Selected excerpt section start

Is Pfizer Adding Cancer to Your Dinner?

According to its recent actions, maybe it is. Pfizer PFE said Wednesday that it would (eventually) stop selling the (cancer-causing?) chicken feed ingredient Roxarsone that the FDA believes causes high arsenic levels in chickens. Yes, you read that right. Your chicken dinner just might come with a side of cancer. "Arsenic in chicken production poses a risk not only to human health, but to the environment," said Michael Hansen, a senior scientist with Consumers Union, which publishes Consumer Reports. "We need to get arsenic out of food production altogether." Pfizer said that a subsidiary, Alpharma LLC, is suspending sales next month in response to the FDA findings. Pfizer wants to give producers some time to take their chickens off the drug and presumably put them on something else, perhaps a drug that won't introduce poison into the food supply. Not that the drug won't still be in the food supply somewhere. The company will still sell the drug overseas to the dozen or so countries that haven't yet banned the poison. Seriously. According to a spokesman, Pfizer will reach out to regulatory authorities in each of those countries and decide on a case-by-case basis whether to sell it. Apparently, it is ok to make a profit poisoning people, so long as those people aren't Americans. Roxarsone is not even the only arsenic-containing drug Pfizer sells as bird feed. Nitarsone also contains arsenic and is fed to chickens and turkeys. While it is used less frequently than Roxarsone, it could potentially replace the drug in food chains starting next month. That would be fantastic, wouldn't it? Trade one carcinogen for another. And they say the FDA has no teeth! Pfizer's stock jumped a bit this morning, but very well could tumble in the near future — particularly if an enterprising lawyer starts a class-action lawsuit on behalf of every American exposed to this carcinogen on their dinner plate over the last 60 years. The National Chicken Council, which unsurprisingly pimps out companies that produce and process chickens, said in a statement that the carcinogen is used to maintain good health in chickens, and that it is used in "many, but not all" flocks. In a related story, your neighborhood cocaine dealer insists that his stuff is pure, non-addictive, and absolutely not going to kill you.

Selected excerpt section end
Material shown section start

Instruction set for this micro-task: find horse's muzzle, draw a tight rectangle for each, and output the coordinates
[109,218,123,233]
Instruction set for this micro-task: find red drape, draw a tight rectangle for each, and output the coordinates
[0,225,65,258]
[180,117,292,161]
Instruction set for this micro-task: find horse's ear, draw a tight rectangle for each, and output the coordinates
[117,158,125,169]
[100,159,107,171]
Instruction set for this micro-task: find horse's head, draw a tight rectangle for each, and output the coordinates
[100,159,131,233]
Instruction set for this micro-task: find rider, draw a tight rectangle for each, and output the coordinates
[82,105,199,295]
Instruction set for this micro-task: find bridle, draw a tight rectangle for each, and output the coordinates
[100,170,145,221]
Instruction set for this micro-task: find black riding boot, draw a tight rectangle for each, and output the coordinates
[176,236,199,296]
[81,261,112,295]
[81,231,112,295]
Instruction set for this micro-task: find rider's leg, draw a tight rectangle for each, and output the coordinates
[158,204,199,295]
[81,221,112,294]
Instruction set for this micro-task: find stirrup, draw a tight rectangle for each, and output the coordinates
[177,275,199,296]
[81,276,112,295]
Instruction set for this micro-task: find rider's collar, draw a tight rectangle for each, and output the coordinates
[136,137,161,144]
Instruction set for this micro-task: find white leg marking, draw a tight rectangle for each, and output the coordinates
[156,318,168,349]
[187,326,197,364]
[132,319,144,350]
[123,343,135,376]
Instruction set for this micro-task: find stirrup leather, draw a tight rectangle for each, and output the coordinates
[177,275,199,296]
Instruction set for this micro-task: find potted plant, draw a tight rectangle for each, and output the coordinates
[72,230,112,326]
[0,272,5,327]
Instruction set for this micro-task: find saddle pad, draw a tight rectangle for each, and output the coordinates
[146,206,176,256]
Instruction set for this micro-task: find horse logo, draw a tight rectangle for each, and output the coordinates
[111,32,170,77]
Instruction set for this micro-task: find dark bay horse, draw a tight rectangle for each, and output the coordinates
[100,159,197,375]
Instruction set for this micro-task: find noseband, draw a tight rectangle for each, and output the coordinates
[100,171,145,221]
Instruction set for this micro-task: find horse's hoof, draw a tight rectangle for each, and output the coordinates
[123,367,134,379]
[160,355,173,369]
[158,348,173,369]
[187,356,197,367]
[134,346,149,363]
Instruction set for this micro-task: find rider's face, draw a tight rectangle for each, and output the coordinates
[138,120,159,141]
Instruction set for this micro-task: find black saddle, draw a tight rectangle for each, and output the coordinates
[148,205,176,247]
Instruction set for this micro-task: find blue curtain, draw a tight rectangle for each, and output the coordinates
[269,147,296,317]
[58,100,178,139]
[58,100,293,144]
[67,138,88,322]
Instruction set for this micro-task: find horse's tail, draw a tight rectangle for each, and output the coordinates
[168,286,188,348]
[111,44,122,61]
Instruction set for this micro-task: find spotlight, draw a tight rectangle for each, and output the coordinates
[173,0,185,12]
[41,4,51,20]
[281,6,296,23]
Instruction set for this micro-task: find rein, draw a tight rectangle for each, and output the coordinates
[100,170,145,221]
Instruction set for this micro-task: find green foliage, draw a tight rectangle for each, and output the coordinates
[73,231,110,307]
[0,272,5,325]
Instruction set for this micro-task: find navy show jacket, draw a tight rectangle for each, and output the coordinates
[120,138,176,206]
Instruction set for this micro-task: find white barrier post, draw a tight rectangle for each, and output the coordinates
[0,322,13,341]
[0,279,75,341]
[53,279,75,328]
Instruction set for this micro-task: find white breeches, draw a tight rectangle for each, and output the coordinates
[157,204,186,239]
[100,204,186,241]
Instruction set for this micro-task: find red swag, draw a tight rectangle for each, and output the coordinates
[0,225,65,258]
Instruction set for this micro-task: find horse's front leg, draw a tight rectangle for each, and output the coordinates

Material shown section end

* To do
Copy the full article on Pfizer and arsenic in chicken feed word for word. The records stand apart from the text and are separate material.

* Finished exercise
Is Pfizer Adding Cancer to Your Dinner?

According to its recent actions, maybe it is. Pfizer PFE said Wednesday that it would (eventually) stop selling the (cancer-causing?) chicken feed ingredient Roxarsone that the FDA believes causes high arsenic levels in chickens. Yes, you read that right. Your chicken dinner just might come with a side of cancer. "Arsenic in chicken production poses a risk not only to human health, but to the environment," said Michael Hansen, a senior scientist with Consumers Union, which publishes Consumer Reports. "We need to get arsenic out of food production altogether." Pfizer said that a subsidiary, Alpharma LLC, is suspending sales next month in response to the FDA findings. Pfizer wants to give producers some time to take their chickens off the drug and presumably put them on something else, perhaps a drug that won't introduce poison into the food supply. Not that the drug won't still be in the food supply somewhere. The company will still sell the drug overseas to the dozen or so countries that haven't yet banned the poison. Seriously. According to a spokesman, Pfizer will reach out to regulatory authorities in each of those countries and decide on a case-by-case basis whether to sell it. Apparently, it is ok to make a profit poisoning people, so long as those people aren't Americans. Roxarsone is not even the only arsenic-containing drug Pfizer sells as bird feed. Nitarsone also contains arsenic and is fed to chickens and turkeys. While it is used less frequently than Roxarsone, it could potentially replace the drug in food chains starting next month. That would be fantastic, wouldn't it? Trade one carcinogen for another. And they say the FDA has no teeth! Pfizer's stock jumped a bit this morning, but very well could tumble in the near future — particularly if an enterprising lawyer starts a class-action lawsuit on behalf of every American exposed to this carcinogen on their dinner plate over the last 60 years. The National Chicken Council, which unsurprisingly pimps out companies that produce and process chickens, said in a statement that the carcinogen is used to maintain good health in chickens, and that it is used in "many, but not all" flocks. In a related story, your neighborhood cocaine dealer insists that his stuff is pure, non-addictive, and absolutely not going to kill you.